• Records for this exercise:
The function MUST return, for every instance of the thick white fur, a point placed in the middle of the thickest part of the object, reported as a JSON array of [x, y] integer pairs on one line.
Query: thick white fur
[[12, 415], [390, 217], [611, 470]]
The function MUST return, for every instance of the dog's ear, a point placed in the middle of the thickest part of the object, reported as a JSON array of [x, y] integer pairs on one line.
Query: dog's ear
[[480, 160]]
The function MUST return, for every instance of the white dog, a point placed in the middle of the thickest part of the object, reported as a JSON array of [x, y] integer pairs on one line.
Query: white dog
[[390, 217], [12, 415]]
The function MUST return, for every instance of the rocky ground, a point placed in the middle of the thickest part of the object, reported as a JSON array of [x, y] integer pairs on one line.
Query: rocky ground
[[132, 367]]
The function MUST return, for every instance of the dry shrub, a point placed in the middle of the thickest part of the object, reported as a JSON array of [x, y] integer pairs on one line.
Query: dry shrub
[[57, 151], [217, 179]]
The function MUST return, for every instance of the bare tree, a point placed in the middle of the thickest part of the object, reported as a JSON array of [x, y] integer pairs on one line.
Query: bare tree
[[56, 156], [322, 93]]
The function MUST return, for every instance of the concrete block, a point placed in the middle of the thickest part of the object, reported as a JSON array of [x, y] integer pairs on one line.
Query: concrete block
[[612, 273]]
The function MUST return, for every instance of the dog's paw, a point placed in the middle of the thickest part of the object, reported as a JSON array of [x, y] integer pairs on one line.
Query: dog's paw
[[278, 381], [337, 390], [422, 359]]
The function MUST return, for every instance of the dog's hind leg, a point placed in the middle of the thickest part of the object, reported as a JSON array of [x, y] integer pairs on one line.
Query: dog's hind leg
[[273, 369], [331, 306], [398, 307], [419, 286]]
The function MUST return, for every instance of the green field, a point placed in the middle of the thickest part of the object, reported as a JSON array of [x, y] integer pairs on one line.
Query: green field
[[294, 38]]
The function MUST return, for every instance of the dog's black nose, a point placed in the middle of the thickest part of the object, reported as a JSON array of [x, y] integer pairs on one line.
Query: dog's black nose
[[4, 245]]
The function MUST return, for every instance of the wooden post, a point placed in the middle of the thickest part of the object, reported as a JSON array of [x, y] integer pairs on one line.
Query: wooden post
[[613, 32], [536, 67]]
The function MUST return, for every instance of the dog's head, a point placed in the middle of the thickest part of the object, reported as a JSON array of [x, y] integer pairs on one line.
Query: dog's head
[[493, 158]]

• Instructions to follow: Can you convert every line of the records above into a Markdown table with the columns "Row" and "Content", numbering each row and leaving out blank lines?

• Finished exercise:
| Row | Content |
|---|---|
| 1 | The function MUST return, for every instance of the thick white fur, a point placed in the middle of the thickest part of the object, reported as a JSON array of [x, y] integer pairs on one line. |
| 2 | Query: thick white fur |
| 3 | [[12, 415], [390, 217], [611, 470]] |
| 4 | The function MUST return, for every instance of the dog's ear, a point placed in the middle of the thickest part of the object, reported as a JSON array of [x, y] integer pairs on one line. |
| 5 | Query: dog's ear |
| 6 | [[480, 160]] |
| 7 | The function MUST return, for every instance of the white dog, a point placed in the middle of the thickest part of the object, reported as a JSON array of [x, y] integer pairs on one line. |
| 8 | Query: white dog |
| 9 | [[390, 217], [12, 415]] |
| 10 | The function MUST return, for every instance of the rocky ground, a point placed in the middle of the thickest part of the object, reported as a JSON array of [x, y] integer pairs on one line. |
| 11 | Query: rocky ground |
| 12 | [[132, 367]] |
| 13 | The function MUST return, for every instance of the dry shrub, a point placed in the middle of the thickest part of the object, reported as a JSON array of [x, y] integer pairs on one line. |
| 14 | Query: dry shrub |
| 15 | [[57, 151], [217, 179]] |
| 16 | The function MUST return, for every instance of the bare tree, a point placed in the middle of the thickest part of the object, reported as a JSON array of [x, y] integer pairs on one line. |
| 17 | Query: bare tree |
| 18 | [[56, 156], [322, 93]] |
| 19 | The function MUST return, for every instance of the concrete block, a point placed in the middle of the thickest part of the object, reported as a JSON array of [x, y] integer pairs on one line. |
| 20 | Query: concrete block |
| 21 | [[612, 273]] |
| 22 | The function MUST return, for every instance of the dog's paw, a point placed in the middle of the thickest part of the object, reported as a JSON array of [x, y] integer pairs on one line. |
| 23 | Query: dog's paw |
| 24 | [[278, 381], [337, 390], [422, 359]] |
| 25 | The function MUST return, for every instance of the dog's hind leg, a point placed in the middle of the thickest part of the object, reported as a JSON array of [x, y] integer pairs on one line. |
| 26 | Query: dog's hind leg |
| 27 | [[273, 369], [331, 306], [398, 307], [419, 286]] |
| 28 | The function MUST return, for every instance of the green field, a point placed in the middle of the thickest part of the object, reported as a JSON array of [x, y] integer pairs on one line. |
| 29 | Query: green field |
| 30 | [[294, 38]] |
| 31 | The function MUST return, for every instance of the dog's black nose, a point placed in the middle of the thickest part of the object, reported as a JSON array of [x, y] integer pairs on one line. |
| 32 | Query: dog's black nose |
| 33 | [[4, 245]] |
| 34 | The function MUST return, for every instance of the wooden post, a point placed in the middle of the thickest part of the object, reported as a JSON array of [x, y] integer pairs on one line. |
| 35 | Query: wooden post |
| 36 | [[613, 32], [536, 67]] |
| 37 | The function MUST return, for every instance of the dog's head, a point placed in the middle of the thickest part of the object, reported as a JSON array of [x, y] integer pairs on one line. |
| 38 | Query: dog's head |
| 39 | [[493, 158]] |